Task to complete:
Collect every line of the material below that contains the word "victoria", and copy each such line in full.

Rows:
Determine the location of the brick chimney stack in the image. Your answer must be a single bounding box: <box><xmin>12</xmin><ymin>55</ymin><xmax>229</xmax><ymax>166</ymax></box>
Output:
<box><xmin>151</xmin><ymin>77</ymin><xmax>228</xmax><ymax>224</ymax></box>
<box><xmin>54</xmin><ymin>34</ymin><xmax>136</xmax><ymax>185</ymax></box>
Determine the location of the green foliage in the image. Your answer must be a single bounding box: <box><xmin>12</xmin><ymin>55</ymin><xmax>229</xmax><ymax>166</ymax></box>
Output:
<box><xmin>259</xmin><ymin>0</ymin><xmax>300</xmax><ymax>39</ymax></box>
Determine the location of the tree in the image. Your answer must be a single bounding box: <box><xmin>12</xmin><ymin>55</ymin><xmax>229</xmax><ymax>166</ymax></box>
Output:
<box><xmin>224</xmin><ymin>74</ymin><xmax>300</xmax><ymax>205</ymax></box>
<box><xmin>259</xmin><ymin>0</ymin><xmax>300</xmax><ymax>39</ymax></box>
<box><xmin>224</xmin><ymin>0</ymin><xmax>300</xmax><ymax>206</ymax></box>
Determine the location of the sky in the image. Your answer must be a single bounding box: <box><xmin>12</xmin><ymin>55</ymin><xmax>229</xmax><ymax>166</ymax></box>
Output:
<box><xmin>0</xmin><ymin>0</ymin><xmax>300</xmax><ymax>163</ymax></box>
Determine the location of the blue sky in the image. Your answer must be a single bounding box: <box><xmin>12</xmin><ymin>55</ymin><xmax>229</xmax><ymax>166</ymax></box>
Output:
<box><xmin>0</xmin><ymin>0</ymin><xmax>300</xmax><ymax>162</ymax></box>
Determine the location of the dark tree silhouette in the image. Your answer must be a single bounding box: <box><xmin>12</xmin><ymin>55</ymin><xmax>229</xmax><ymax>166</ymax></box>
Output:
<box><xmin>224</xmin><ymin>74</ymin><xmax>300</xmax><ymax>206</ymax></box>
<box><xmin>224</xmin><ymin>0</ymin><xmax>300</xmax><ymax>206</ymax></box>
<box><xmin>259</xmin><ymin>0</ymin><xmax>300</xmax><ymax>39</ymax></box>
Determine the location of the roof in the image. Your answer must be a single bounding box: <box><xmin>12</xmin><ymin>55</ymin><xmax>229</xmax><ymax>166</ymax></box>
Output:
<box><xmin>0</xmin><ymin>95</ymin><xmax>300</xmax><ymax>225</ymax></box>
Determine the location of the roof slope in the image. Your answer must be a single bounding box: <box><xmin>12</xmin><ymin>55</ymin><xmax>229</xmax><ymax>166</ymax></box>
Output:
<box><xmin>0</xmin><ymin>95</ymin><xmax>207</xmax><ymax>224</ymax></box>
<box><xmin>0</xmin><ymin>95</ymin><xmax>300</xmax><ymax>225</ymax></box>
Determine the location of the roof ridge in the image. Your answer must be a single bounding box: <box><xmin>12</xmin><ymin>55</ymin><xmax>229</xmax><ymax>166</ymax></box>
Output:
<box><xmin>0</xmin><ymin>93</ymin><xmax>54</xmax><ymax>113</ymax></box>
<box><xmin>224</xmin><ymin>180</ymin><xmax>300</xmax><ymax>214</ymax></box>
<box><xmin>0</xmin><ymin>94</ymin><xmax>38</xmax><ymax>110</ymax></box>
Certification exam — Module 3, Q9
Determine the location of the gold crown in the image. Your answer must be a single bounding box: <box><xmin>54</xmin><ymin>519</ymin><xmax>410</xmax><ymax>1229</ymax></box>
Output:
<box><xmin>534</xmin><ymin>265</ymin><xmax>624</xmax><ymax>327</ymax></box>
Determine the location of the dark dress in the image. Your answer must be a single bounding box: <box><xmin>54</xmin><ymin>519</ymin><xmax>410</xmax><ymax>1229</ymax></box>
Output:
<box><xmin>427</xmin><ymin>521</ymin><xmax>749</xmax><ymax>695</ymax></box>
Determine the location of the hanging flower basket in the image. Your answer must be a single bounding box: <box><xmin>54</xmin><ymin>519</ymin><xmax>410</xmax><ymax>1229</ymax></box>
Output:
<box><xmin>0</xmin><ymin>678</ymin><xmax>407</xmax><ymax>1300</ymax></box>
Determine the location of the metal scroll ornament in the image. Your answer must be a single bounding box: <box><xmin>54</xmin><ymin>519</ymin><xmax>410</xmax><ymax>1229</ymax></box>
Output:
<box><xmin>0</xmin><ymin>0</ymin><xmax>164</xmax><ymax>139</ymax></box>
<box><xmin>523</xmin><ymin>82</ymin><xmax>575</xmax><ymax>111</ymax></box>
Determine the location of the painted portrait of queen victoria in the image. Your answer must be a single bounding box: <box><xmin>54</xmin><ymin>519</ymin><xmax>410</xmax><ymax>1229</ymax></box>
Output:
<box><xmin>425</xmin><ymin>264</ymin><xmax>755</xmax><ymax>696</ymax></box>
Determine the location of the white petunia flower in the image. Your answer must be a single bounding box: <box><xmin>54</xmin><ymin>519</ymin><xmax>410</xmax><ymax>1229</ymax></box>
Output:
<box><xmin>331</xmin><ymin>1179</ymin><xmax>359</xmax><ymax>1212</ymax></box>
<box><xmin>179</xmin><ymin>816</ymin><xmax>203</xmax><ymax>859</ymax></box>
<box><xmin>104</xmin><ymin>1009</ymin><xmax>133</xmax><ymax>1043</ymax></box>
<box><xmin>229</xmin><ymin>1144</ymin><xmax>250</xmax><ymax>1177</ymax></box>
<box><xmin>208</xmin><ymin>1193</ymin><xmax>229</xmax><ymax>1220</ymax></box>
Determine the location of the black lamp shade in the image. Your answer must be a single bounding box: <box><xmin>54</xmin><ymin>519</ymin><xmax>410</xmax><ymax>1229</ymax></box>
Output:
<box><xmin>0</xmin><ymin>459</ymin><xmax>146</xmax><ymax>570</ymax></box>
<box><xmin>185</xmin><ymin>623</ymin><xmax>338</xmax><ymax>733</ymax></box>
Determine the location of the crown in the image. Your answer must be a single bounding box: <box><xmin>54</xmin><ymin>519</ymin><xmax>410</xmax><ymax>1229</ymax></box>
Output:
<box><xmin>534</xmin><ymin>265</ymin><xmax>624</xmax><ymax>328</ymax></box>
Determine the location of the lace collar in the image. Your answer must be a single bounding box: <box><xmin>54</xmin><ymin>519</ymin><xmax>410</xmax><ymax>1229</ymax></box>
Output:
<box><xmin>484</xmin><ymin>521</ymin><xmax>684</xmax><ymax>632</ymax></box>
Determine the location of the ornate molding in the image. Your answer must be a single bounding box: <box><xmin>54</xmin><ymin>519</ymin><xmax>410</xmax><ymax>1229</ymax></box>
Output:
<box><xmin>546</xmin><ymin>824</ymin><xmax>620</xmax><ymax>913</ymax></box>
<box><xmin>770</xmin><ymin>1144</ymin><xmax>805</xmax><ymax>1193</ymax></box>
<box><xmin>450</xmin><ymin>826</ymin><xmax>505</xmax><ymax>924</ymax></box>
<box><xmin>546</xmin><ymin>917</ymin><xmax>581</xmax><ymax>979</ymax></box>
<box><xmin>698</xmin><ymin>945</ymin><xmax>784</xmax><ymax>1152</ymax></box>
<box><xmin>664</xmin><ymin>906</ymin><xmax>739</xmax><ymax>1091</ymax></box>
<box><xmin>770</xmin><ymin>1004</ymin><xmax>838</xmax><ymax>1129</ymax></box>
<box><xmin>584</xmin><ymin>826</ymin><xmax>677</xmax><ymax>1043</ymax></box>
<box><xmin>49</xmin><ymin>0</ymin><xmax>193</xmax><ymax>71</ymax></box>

Exercise output:
Determine the location of the painted portrait of queen victoria in the image. Your answer must be a single bounding box: <box><xmin>54</xmin><ymin>519</ymin><xmax>410</xmax><ymax>1229</ymax></box>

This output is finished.